■ DOCUMENT SEGMENT

Wednesday, May 20, 2015

Cover Reveal and Re-Release for Alexa Crushed by T. Cupak


Alexa Morgan lost her mother when she was two. At eighteen, her father and stepmother died when a devastating earthquake hit the Bay Area. Only one person has remained a constant in her life: Devin.

Devin has been Alexa’s best friend since childhood. The two are inseparable—or they were until Devin declared his love for her at sixteen. When Alexa can offer him only friendship in return, Devin retreats, brokenhearted.

Alexa, on the other hand, longs for Ethan, the boy next door. Four years older than her, and with an ever-changing roster of girlfriends, Ethan is everything Devin isn’t: wild, sensual, and unpredictable.

In the aftermath of the deadly earthquake, Ethan makes his move on Alexa, who reciprocates in a confused whirl of grief and desire. When Ethan leaves town the next day, Devin comes back into Alexa’s life, offering support and expecting nothing in return.

Alexa begins to see the advantages of Devin’s quiet, stable love. Can she get past the friendship hang-up while trying to forget bad boy Ethan? It’s a choice that will change her life forever.




          I press play on the remote to the Blu-ray player and the beginning credits of Friday the 13th starts. We sit side by side for a while as the movie plays. It’s popcorn time, so I get up to go make us some Jiffy Pop in the kitchen. As I’m standing by the stove, moving the handle back and forth vigorously as the directions say to, Devin comes up behind me and rests his hands on my hips. The way he grabs me and the feel of his muscular body behind me send a shock wave through my body that I have never experienced when he’s touched me before. Then again, Devin has never touched me in such an intimate way.
         “That smells good,” he says as he leans over my shoulder, his breath warm by my ear.
         “Well, duh. It’s our staple popcorn for marathon movie watching,” I say in an effort to not sound affected by his close proximity and where his hands flex at my hips. 
         I’m not exactly sure how it happens, because it happens so quickly, but one second I’m making popcorn, and the next second I’m spun around, Jiffy Pop flying out of my hand, and I’m in Devin’s arms, held tight against his body. His left hand fists into my hair at the nape of my neck as his right hand presses firmly at the small of my back. His lips smash into mine as he tries to coax them to part with subtle licks of his tongue. My lips concede and part slightly. The tip of his soft tongue swiftly touches mine, taking advantage of my invite. For a brief moment, I actually find myself lost in his kiss. Because my first kiss was horrendous, I find myself enjoying Devin’s. His full lips are soft, his mouth is warm, and our tongues move effortlessly together. The hand that Devin had at the small of my back slides lower, resting on my backside. I can feel his erection pressing against my stomach. Just as his mouth leaves mine to trail light kisses down my neck, my mind snaps back to reality, and that reality is that I’m making out with my best friend. 
        I shove Devin back a step. “What in the hell are you doing, Dev?” My voice is shaky.
        “What does it look like, Lexi? I’m kissing you because I like you. I’ve always liked you. You’re beautiful, funny, and smart. We’re good together. I figured if there was any time to see if we have something more than friendship, that time was right now,” he answers unapologetically.
       “How can you do this to me, to our friendship?” I’m near tears at this point.

■ RAW RECORDS
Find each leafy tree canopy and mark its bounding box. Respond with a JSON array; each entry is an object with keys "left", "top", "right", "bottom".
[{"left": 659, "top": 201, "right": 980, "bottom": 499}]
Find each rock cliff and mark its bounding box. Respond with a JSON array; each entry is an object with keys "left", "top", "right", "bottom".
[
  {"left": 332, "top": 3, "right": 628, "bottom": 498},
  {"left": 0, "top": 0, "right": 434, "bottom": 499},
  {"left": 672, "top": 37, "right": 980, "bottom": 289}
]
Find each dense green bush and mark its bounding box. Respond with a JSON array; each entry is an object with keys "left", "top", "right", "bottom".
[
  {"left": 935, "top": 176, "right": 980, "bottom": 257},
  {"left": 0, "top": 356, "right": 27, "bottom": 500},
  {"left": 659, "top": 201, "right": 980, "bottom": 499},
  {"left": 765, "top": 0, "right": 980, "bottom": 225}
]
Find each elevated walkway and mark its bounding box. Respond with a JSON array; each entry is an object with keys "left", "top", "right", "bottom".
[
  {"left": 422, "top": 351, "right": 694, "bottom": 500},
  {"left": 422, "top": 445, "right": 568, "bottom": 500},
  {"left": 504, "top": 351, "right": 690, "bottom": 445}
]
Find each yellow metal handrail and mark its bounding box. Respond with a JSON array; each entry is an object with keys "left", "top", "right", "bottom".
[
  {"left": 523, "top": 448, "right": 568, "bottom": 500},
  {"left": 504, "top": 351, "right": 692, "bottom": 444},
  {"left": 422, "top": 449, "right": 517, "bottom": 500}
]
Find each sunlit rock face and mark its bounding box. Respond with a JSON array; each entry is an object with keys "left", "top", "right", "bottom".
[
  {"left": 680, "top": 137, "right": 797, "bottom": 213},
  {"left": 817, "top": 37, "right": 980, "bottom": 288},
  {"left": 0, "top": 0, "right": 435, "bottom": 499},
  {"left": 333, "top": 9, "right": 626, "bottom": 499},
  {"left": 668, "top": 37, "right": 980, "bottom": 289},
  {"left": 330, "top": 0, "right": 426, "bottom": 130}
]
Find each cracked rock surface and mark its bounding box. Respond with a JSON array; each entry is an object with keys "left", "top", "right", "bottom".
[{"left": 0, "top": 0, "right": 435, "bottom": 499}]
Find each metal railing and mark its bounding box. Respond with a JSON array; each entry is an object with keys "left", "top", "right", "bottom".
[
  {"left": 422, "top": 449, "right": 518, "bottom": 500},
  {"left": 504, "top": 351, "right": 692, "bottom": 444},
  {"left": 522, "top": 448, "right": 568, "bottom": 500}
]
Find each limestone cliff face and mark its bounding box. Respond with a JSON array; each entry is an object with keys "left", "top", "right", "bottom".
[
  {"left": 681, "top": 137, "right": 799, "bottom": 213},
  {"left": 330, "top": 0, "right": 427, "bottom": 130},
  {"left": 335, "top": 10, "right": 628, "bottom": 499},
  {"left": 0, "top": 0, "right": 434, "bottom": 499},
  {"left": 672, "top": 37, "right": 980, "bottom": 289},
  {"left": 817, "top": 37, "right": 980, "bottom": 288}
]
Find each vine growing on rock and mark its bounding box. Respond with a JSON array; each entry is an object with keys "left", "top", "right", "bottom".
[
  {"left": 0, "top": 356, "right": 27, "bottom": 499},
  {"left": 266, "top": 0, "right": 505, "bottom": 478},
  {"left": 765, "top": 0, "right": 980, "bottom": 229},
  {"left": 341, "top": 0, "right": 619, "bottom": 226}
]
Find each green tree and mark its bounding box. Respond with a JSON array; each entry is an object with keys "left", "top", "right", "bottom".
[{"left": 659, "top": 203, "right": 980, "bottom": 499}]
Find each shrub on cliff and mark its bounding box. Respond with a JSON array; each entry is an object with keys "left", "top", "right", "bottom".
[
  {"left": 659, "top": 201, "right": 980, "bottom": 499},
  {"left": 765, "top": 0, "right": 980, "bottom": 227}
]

■ YOUR TASKS
A - Reproduce the cover reveal post word for word between "Alexa Morgan lost" and "sensual, and unpredictable.", inclusive.
B - Summarize the cover reveal post in two sentences.
Work only from the cover reveal post, not from the records.

■ SOLVED PROBLEMS
A -
Alexa Morgan lost her mother when she was two. At eighteen, her father and stepmother died when a devastating earthquake hit the Bay Area. Only one person has remained a constant in her life: Devin.

Devin has been Alexa’s best friend since childhood. The two are inseparable—or they were until Devin declared his love for her at sixteen. When Alexa can offer him only friendship in return, Devin retreats, brokenhearted.

Alexa, on the other hand, longs for Ethan, the boy next door. Four years older than her, and with an ever-changing roster of girlfriends, Ethan is everything Devin isn’t: wild, sensual, and unpredictable.

B - The cover reveal post announces the re-release of Alexa Crushed by T. Cupak, whose heroine, having lost her mother at two and her father and stepmother in a Bay Area earthquake at eighteen, is torn between Devin, the best friend who once declared his love for her, and Ethan, the wild boy next door who makes his move after the earthquake and then leaves town. In the excerpt that follows, Devin kisses Alexa while she is making popcorn for a movie marathon, and she shoves him away, near tears over what he is doing to their friendship.